Requirements: Rewrite every one of the rows below, swapping "instance" for "occurrence" and leaving everything else unchanged.

>> BEGIN Information provided

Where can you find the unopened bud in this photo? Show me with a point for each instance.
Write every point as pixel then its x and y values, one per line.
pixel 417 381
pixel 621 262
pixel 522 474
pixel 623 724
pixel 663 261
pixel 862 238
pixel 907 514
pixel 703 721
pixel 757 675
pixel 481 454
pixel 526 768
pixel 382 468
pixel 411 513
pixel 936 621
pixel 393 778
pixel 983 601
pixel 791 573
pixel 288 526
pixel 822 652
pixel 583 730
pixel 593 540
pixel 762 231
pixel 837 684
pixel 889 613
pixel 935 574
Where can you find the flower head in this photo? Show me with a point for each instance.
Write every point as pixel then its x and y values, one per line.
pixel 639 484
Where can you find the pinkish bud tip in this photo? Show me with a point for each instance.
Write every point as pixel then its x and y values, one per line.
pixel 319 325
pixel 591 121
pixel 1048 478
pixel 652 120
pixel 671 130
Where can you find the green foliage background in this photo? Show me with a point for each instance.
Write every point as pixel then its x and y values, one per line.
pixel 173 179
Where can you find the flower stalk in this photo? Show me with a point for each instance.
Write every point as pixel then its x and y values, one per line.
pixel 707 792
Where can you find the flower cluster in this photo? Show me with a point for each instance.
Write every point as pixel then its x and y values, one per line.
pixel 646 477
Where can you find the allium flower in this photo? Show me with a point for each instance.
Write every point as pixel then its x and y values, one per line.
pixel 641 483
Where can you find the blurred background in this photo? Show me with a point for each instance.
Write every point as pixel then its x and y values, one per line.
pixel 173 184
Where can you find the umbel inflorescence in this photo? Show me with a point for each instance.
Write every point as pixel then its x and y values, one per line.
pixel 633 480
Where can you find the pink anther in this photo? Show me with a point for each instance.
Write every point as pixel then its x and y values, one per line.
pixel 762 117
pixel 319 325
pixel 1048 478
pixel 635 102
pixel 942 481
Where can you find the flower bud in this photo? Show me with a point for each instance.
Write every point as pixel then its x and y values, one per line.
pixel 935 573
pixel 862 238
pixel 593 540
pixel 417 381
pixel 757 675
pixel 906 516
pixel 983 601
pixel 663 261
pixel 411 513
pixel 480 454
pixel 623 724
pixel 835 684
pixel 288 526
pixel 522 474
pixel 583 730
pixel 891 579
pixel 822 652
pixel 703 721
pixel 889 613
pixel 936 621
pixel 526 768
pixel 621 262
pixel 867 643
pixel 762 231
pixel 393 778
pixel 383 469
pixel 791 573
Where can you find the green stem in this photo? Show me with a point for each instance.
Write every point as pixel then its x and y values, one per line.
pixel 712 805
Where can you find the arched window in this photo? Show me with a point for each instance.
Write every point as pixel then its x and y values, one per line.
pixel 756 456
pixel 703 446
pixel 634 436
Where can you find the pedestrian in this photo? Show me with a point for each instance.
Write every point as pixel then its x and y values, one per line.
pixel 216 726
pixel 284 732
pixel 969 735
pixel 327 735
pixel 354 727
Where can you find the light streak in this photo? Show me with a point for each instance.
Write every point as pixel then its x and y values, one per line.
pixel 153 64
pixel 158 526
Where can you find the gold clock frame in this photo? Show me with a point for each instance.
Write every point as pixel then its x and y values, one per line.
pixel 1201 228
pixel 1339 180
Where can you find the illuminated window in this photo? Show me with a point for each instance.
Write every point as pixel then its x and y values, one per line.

>> END Information provided

Response to the exercise:
Where can you find the unopened bud in this photo? Show me with a point for each occurrence.
Write every point as pixel then its x and y values, one per line.
pixel 417 381
pixel 621 262
pixel 522 474
pixel 623 724
pixel 663 261
pixel 862 238
pixel 907 514
pixel 703 721
pixel 757 675
pixel 481 454
pixel 526 768
pixel 382 468
pixel 411 513
pixel 936 621
pixel 393 778
pixel 983 601
pixel 791 573
pixel 288 526
pixel 822 652
pixel 583 730
pixel 593 540
pixel 762 231
pixel 837 684
pixel 889 613
pixel 935 574
Where can you find the flower head in this photo? Show me with a point for each occurrence.
Write every point as pixel then its x and y values, one per line.
pixel 639 484
Where can you find the pinkish bud tip in this photo? Show me with a point for each occurrence.
Write every point as pixel then its x and y values, one per line.
pixel 319 325
pixel 591 121
pixel 1048 478
pixel 652 120
pixel 671 130
Where can you find the green foliage background in this photo? Show me with a point for each occurrence.
Write every point as pixel then its x and y values, one per line.
pixel 173 179
Where can you find the flower stalk in this photo? Show me with a point for each occurrence.
Write every point as pixel then its x and y values, one per line.
pixel 707 792
Where can you find the flower cluster in this photo? Show me with a point for each occurrence.
Write every point as pixel then its x and y values, one per line.
pixel 646 477
Where can you find the allium flower in this photo? Show me with a point for each occurrence.
Write every point as pixel then its x and y values, one per line.
pixel 641 483
Where can you find the blurred background in this photo? Show me with a point for each occurrence.
Write every point as pixel then its x and y values, one per line.
pixel 173 184
Where can you find the umbel inflorescence in this photo? Show me with a point for each occurrence.
Write every point as pixel then its x and y values, one per line.
pixel 633 480
Where can you find the pink anther in this photo? Show me with a point for each occurrence.
Write every point as pixel then its x and y values, one per line.
pixel 762 117
pixel 319 325
pixel 1048 478
pixel 635 102
pixel 942 481
Where can you find the flower bud in this photo? Show me with a point for each occurrence.
Write every point as pixel then its x and y values, one per line.
pixel 935 573
pixel 862 238
pixel 593 540
pixel 417 381
pixel 757 675
pixel 906 516
pixel 983 601
pixel 663 261
pixel 411 513
pixel 480 454
pixel 623 724
pixel 835 684
pixel 288 526
pixel 522 474
pixel 583 730
pixel 891 579
pixel 822 652
pixel 703 721
pixel 889 613
pixel 936 621
pixel 526 768
pixel 621 262
pixel 867 643
pixel 762 231
pixel 393 778
pixel 383 469
pixel 791 573
Where can you find the green stem in this photo? Show me with a point for each occurrence.
Write every point as pixel then its x and y values, one per line.
pixel 712 805
Where can you find the arched window in this photo? Show me with a point for each occurrence.
Write every point as pixel then its x and y values, one per line.
pixel 756 456
pixel 703 446
pixel 634 436
Where can you find the pedestrian in this photo? Show me with a point for each occurrence.
Write every point as pixel then its x and y values, one per line.
pixel 216 726
pixel 284 732
pixel 969 735
pixel 327 735
pixel 354 727
Where can you find the light streak in this photo? Show me with a point for each occurrence.
Write every point as pixel then its x and y values, one per line.
pixel 153 64
pixel 158 526
Where can you find the gold clock frame in this photo? Show me with a point for each occurrence.
Write every point as pixel then its x and y values, one per line.
pixel 1201 228
pixel 1339 180
Where can you find the illuminated window in this photo? Show me with a point for each occurrence.
Write every point as pixel then its x and y values, one per line.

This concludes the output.